#### [EXERCISE TASK A]
Restate the records from the line with "The component shall identify every instance of the grass" through the end of the records, switching "meadow" to "pasture" and keeping everything else unchanged.

[begin DOCUMENT SECTION]

EXT extracts a region from the current dimension with limits specified by the arguments -x1 and -xn; the limits can be labeled in points, percent, Hz, or PPM. Alternatively, the left or right half of the data can be extracted with the arguments -left and -right.
FT applies a real or complex forward or inverse Fourier transform, with sign alternation or complex conjugation, as indicated by spectral parameters or command-line arguments.
HT performs a Hilbert transform to reconstruct imaginary data, choosing between ordinary and mirror-image mode if the argument -auto is used.
LP extends the data to twice its original size by default, using a complex prediction polynomial whose order is specified by argument -ord. Mixed forward-backward LP is performed if the -fb argument is used. Mirror-image LP for data with no acquisition delay is performed if the argument -ps0-0 is used; mirror-image LP for data with a half-dwell acquisition delay is performed if the argument -ps90-180 is used.
MEM applies Maximum Entropy reconstruction according to the method of Gull and Daniell: argument -ndim specifies the number of dimensions to reconstruct, argument -neg activates two-channel mode, for reconstruction of data with both positive and negative signals, argument -zero corrects the zero-order offset introduced during reconstruction, argument -alpha specifies the fraction of a given iterate which will be added to the current MEM spectrum, argument -sigma specifies the estimated standard deviation of the noise in the time-domain, argument -freq produces the final MEM result in the frequency-domain, arguments -xconv and -yconv specify the line-sharpening function, which in Figure 6 is EM (Exponential Multiply) for both dimensions, and arguments -xcQ1 and -ycQ1 specify the corresponding line-sharpening parameters, which in Figure 6 are 20 Hz and 15 Hz for the 15N and 1H dimensions respectively. Other arguments can be used to optimize convergence speed, or to increase stability for reconstruction of data with high dynamic range.
POLY (frequency-domain) applies polynomial baseline correction of the order specified by argument -ord, via an automated baseline detection method when used with argument -auto. The default is a fourth order polynomial. The automated baseline mode works as follows: a copy of a given vector is divided into a series of adjacent sections, typically 8 points wide. The average value of each section is subtracted from all points in that section, to generate a "centered" vector. The intensities of the entire centered vector are sorted, and the standard deviation of the noise is estimated under the assumption that a given fraction (typically about 30%) of the smallest intensities belong to the baseline, and that the noise is normally distributed. This noise estimate is multiplied by a constant, typically about 1.5, to yield a classification threshold. Then, each section in the centered vector is classified as baseline only if none of the points in that section exceeds the threshold. These classifications are used to correct the original vector.

[end DOCUMENT SECTION]
[begin GIVEN RECORDS]

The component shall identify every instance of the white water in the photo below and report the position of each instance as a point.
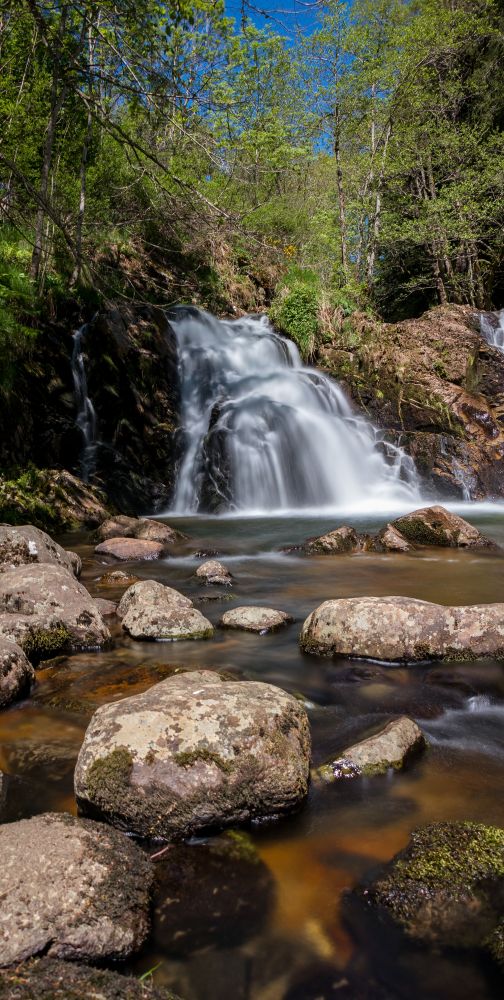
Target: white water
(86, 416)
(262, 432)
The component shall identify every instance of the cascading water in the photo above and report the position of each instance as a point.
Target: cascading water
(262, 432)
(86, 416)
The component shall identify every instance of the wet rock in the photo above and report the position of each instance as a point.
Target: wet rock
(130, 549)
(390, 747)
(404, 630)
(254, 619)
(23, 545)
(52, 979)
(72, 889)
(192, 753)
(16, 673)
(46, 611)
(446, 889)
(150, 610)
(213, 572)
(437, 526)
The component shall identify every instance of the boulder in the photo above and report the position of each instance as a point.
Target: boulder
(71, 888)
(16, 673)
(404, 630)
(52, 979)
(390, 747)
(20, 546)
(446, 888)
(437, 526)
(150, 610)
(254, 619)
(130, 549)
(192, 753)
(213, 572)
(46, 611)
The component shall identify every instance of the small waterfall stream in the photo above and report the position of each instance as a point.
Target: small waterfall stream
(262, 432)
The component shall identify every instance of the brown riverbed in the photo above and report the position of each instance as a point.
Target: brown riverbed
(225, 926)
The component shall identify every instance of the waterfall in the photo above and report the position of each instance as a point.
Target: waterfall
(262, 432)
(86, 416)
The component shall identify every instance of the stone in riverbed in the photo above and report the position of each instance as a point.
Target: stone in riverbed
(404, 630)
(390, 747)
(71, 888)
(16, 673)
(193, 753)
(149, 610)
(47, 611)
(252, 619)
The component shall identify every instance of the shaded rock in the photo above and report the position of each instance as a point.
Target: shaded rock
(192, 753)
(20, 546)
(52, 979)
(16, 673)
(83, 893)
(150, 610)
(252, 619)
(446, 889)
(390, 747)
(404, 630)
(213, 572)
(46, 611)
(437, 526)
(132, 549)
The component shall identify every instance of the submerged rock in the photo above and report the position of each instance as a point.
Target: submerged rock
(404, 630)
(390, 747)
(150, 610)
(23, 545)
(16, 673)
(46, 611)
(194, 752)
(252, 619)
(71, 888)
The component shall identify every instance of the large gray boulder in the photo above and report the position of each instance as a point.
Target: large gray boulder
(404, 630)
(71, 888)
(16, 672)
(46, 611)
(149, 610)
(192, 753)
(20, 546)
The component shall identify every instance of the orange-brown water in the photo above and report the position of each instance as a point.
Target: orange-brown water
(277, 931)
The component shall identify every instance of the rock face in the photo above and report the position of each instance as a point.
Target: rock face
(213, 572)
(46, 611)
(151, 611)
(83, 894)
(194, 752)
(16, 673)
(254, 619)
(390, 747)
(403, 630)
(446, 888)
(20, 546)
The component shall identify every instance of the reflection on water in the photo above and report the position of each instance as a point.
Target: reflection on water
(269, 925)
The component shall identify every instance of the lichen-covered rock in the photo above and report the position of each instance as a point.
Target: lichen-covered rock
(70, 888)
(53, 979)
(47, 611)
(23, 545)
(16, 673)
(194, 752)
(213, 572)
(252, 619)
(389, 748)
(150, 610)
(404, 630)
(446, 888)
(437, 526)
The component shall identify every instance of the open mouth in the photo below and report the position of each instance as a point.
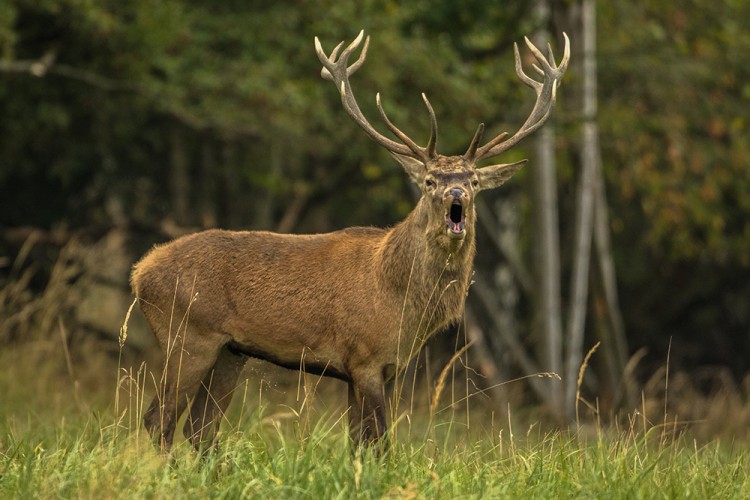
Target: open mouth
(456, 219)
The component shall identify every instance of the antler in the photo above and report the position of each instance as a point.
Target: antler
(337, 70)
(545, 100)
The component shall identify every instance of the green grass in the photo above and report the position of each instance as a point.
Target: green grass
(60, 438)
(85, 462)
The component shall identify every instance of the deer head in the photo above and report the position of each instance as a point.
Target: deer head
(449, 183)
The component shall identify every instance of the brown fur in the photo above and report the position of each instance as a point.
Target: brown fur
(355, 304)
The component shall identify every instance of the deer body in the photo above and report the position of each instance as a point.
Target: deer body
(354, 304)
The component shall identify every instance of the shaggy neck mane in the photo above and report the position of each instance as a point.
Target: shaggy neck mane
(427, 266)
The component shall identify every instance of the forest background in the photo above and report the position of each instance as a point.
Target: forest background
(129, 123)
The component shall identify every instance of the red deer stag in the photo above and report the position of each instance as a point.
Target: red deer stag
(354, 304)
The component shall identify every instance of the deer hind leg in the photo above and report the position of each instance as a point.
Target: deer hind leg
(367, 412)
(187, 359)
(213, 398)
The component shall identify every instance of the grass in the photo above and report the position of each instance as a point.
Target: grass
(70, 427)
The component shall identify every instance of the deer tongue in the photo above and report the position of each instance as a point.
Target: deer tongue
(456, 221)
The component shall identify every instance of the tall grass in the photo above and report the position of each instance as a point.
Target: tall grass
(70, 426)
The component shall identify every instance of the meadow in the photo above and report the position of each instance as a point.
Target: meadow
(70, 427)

[end GIVEN RECORDS]

#### [EXERCISE TASK B]
According to the document section on data processing commands, what is the default polynomial order for POLY baseline correction?

#### [TASK OUTPUT A]
The component shall identify every instance of the grass in the photo above and report the position of each instance as a point.
Target: grass
(70, 427)
The component shall identify every instance of the deer tongue in the photo above and report the position of each instance as a point.
Target: deer tongue
(456, 221)
The component shall identify every instance of the tall grass in the photo above and report the position of each instance as a point.
Target: tall grass
(70, 426)
The component shall identify every instance of the pasture in the photo above and report the position of each instance as a point.
Target: pasture
(70, 427)

#### [TASK OUTPUT B]
A fourth order polynomial.